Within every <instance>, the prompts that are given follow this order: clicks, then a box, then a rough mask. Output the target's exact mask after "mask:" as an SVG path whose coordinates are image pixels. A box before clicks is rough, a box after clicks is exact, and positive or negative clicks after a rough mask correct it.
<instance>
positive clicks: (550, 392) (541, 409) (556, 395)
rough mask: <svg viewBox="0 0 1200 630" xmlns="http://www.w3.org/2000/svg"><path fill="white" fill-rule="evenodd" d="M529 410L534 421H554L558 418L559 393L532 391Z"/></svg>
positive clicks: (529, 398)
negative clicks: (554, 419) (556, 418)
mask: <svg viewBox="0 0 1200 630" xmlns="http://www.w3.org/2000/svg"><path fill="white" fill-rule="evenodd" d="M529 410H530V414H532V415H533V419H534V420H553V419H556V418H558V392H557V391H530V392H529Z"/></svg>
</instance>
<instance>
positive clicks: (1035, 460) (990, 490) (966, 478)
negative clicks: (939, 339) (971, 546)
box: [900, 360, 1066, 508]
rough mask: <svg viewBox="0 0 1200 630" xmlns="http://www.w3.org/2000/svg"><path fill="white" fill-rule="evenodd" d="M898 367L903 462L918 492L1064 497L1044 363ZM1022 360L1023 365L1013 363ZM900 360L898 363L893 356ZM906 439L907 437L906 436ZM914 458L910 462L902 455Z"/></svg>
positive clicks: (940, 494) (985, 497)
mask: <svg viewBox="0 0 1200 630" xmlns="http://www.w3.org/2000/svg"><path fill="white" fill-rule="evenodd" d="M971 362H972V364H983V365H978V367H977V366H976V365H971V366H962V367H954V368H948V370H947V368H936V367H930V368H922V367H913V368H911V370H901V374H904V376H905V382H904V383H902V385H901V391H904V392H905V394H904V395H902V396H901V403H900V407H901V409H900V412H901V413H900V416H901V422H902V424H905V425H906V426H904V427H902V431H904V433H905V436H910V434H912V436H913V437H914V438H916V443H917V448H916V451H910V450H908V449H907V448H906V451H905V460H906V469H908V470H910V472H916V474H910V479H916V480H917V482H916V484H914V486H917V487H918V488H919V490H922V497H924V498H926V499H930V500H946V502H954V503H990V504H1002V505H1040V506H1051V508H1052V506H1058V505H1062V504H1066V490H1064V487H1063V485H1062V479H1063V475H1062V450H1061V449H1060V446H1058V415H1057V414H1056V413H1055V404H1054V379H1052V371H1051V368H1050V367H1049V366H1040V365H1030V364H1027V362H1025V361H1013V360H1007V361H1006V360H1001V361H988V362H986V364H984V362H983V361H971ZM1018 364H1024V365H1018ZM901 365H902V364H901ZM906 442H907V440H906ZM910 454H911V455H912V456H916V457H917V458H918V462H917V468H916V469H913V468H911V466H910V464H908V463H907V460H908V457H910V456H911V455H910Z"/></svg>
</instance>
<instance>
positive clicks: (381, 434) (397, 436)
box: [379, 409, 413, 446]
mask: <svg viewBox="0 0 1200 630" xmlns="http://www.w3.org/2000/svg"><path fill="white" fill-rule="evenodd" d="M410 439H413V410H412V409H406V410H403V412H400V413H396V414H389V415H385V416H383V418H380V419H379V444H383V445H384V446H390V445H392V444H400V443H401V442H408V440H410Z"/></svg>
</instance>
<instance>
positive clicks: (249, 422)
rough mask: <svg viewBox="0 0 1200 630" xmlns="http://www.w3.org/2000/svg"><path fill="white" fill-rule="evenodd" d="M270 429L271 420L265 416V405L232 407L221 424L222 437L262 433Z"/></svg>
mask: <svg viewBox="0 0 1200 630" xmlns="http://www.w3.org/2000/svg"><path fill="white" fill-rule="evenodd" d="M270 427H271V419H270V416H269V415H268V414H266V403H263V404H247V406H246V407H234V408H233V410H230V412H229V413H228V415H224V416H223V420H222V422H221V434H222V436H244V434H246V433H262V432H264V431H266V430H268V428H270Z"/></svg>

* _ASSIGNMENT_: Output every record in full, exactly as it was given.

* _RESPONSE BOX_:
Within every <instance>, the prompts that are given follow this order: clicks, then a box, then a rough mask. Output the target's exact mask after "mask:" as an SVG path whose coordinates are image pixels. A box before clicks is rough, a box after clicks is exact, and positive or negative clicks after a rough mask correct it.
<instance>
positive clicks: (550, 392) (541, 409) (556, 395)
rough mask: <svg viewBox="0 0 1200 630" xmlns="http://www.w3.org/2000/svg"><path fill="white" fill-rule="evenodd" d="M529 410L534 421H554L558 418L559 393L532 391Z"/></svg>
positive clicks: (529, 398)
negative clicks: (554, 419) (556, 418)
mask: <svg viewBox="0 0 1200 630" xmlns="http://www.w3.org/2000/svg"><path fill="white" fill-rule="evenodd" d="M529 410H530V414H532V415H533V419H534V420H553V419H556V418H558V392H557V391H530V392H529Z"/></svg>
</instance>
<instance>
positive clicks: (1035, 460) (990, 490) (966, 478)
negative clicks: (939, 339) (971, 546)
box: [900, 360, 1066, 508]
rough mask: <svg viewBox="0 0 1200 630" xmlns="http://www.w3.org/2000/svg"><path fill="white" fill-rule="evenodd" d="M898 367L903 462L918 492L1064 497L1044 363ZM1022 360L1023 365L1013 363ZM900 360L898 363L893 356ZM906 439L907 437L906 436ZM914 458L910 462L902 455Z"/></svg>
positive clicks: (940, 494) (985, 497)
mask: <svg viewBox="0 0 1200 630" xmlns="http://www.w3.org/2000/svg"><path fill="white" fill-rule="evenodd" d="M971 362H972V364H983V365H978V367H977V366H976V365H971V366H962V367H954V368H948V370H947V368H936V367H930V368H922V367H913V368H911V370H901V374H904V376H905V382H904V383H902V385H901V391H904V392H905V394H904V395H902V396H901V403H900V407H901V409H900V412H901V413H900V416H901V422H902V424H905V425H906V426H904V427H902V431H904V433H905V436H910V434H912V436H913V437H914V438H916V443H917V448H916V451H910V450H908V449H907V448H906V451H905V460H906V469H908V470H910V472H916V474H910V479H916V480H917V482H916V484H914V486H917V487H918V488H919V490H922V497H924V498H926V499H930V500H946V502H954V503H990V504H1002V505H1040V506H1051V508H1052V506H1058V505H1062V504H1066V490H1064V487H1063V485H1062V479H1063V475H1062V450H1061V449H1060V446H1058V415H1057V414H1056V413H1055V404H1054V379H1052V371H1051V368H1050V367H1049V366H1040V365H1030V364H1027V362H1025V361H1013V360H1007V361H1006V360H1001V361H988V362H986V364H984V362H983V361H971ZM1018 364H1024V365H1018ZM901 365H902V364H901ZM906 442H907V440H906ZM910 454H911V455H912V456H916V457H917V458H918V462H917V468H916V469H913V468H911V466H910V464H908V463H907V460H908V457H910V456H911V455H910Z"/></svg>
</instance>
<instance>
positive clicks: (381, 434) (397, 436)
box: [379, 409, 413, 446]
mask: <svg viewBox="0 0 1200 630" xmlns="http://www.w3.org/2000/svg"><path fill="white" fill-rule="evenodd" d="M410 439H413V410H412V409H406V410H403V412H400V413H396V414H389V415H385V416H383V418H380V419H379V444H383V445H384V446H390V445H392V444H400V443H401V442H408V440H410Z"/></svg>
</instance>
<instance>
positive clicks: (249, 422)
rough mask: <svg viewBox="0 0 1200 630" xmlns="http://www.w3.org/2000/svg"><path fill="white" fill-rule="evenodd" d="M270 429L271 420L265 416V405L232 407L221 424L222 437L262 433Z"/></svg>
mask: <svg viewBox="0 0 1200 630" xmlns="http://www.w3.org/2000/svg"><path fill="white" fill-rule="evenodd" d="M270 427H271V419H270V416H269V415H268V414H266V403H263V404H247V406H246V407H234V408H233V410H230V412H229V413H228V415H224V416H223V420H222V422H221V434H222V436H244V434H246V433H262V432H264V431H266V430H268V428H270Z"/></svg>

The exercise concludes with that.